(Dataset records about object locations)
----------------

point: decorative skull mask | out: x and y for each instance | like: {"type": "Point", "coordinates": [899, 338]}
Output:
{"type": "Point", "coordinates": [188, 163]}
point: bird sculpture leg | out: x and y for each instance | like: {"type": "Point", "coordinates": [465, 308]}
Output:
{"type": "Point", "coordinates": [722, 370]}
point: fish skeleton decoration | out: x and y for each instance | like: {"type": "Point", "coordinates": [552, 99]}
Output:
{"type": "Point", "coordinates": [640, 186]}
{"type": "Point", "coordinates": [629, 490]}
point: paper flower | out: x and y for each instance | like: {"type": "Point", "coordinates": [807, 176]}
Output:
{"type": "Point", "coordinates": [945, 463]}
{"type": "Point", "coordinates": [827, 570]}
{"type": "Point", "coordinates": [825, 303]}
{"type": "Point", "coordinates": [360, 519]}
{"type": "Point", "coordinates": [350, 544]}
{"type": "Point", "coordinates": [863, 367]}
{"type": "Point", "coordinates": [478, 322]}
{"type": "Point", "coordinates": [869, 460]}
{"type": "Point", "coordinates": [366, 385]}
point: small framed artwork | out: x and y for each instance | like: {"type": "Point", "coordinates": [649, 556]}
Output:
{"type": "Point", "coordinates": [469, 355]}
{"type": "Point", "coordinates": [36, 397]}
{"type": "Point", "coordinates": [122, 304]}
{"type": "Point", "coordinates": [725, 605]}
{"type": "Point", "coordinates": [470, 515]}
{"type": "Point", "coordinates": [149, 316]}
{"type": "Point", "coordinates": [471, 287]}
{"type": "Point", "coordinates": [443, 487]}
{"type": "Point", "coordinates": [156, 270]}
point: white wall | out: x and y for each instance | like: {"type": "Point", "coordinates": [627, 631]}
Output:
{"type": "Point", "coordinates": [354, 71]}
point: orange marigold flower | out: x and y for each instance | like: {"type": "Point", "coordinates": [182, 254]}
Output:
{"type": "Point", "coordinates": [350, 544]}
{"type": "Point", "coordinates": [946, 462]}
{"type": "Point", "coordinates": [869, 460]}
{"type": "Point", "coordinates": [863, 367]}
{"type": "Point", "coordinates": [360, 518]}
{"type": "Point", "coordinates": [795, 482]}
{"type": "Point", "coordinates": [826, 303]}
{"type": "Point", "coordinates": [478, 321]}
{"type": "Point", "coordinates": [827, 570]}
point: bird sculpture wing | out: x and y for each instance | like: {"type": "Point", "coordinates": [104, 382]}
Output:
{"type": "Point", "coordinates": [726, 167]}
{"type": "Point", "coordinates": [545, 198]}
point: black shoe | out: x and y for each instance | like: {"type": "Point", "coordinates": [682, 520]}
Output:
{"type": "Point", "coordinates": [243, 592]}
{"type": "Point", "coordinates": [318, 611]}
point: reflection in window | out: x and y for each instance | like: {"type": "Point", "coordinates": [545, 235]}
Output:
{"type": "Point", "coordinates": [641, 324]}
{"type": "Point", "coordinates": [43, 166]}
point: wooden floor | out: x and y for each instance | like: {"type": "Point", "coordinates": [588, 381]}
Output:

----------------

WHAT IS BEING ASKED:
Print every record exactly as it was given.

TASK ANSWER:
point: decorative skull mask | out: x and y for each instance | like: {"type": "Point", "coordinates": [899, 338]}
Output:
{"type": "Point", "coordinates": [188, 163]}
point: bird sculpture leg | out: x and y for each instance | like: {"type": "Point", "coordinates": [465, 308]}
Output:
{"type": "Point", "coordinates": [722, 370]}
point: fish skeleton decoration | out: x and y for each instance | like: {"type": "Point", "coordinates": [552, 99]}
Output:
{"type": "Point", "coordinates": [640, 186]}
{"type": "Point", "coordinates": [629, 490]}
point: paper flower | out: x and y for each instance | like: {"type": "Point", "coordinates": [807, 176]}
Output:
{"type": "Point", "coordinates": [945, 463]}
{"type": "Point", "coordinates": [827, 570]}
{"type": "Point", "coordinates": [825, 303]}
{"type": "Point", "coordinates": [360, 519]}
{"type": "Point", "coordinates": [350, 544]}
{"type": "Point", "coordinates": [863, 367]}
{"type": "Point", "coordinates": [478, 322]}
{"type": "Point", "coordinates": [869, 460]}
{"type": "Point", "coordinates": [366, 385]}
point: small framed artwork | out: x and y for each instance | like: {"type": "Point", "coordinates": [649, 556]}
Output:
{"type": "Point", "coordinates": [469, 355]}
{"type": "Point", "coordinates": [36, 397]}
{"type": "Point", "coordinates": [122, 304]}
{"type": "Point", "coordinates": [725, 605]}
{"type": "Point", "coordinates": [470, 515]}
{"type": "Point", "coordinates": [149, 316]}
{"type": "Point", "coordinates": [471, 287]}
{"type": "Point", "coordinates": [443, 487]}
{"type": "Point", "coordinates": [156, 270]}
point: white wall | out: x and y for each instance | like: {"type": "Point", "coordinates": [627, 631]}
Output:
{"type": "Point", "coordinates": [354, 71]}
point: orange marigold flower | out: x and y for each instance | like: {"type": "Point", "coordinates": [182, 254]}
Output:
{"type": "Point", "coordinates": [350, 544]}
{"type": "Point", "coordinates": [946, 462]}
{"type": "Point", "coordinates": [869, 460]}
{"type": "Point", "coordinates": [863, 367]}
{"type": "Point", "coordinates": [360, 518]}
{"type": "Point", "coordinates": [795, 482]}
{"type": "Point", "coordinates": [826, 303]}
{"type": "Point", "coordinates": [478, 321]}
{"type": "Point", "coordinates": [827, 570]}
point: bird sculpture wing | out: x and y for each instance | like: {"type": "Point", "coordinates": [104, 382]}
Output:
{"type": "Point", "coordinates": [726, 167]}
{"type": "Point", "coordinates": [545, 198]}
point: black shoe | out: x and y for each instance | like: {"type": "Point", "coordinates": [682, 520]}
Output:
{"type": "Point", "coordinates": [243, 592]}
{"type": "Point", "coordinates": [318, 611]}
point: reflection in window | out: x and y for each instance | like: {"type": "Point", "coordinates": [545, 235]}
Output:
{"type": "Point", "coordinates": [641, 324]}
{"type": "Point", "coordinates": [43, 166]}
point: wooden floor | out: x and y for each instance | like: {"type": "Point", "coordinates": [588, 381]}
Output:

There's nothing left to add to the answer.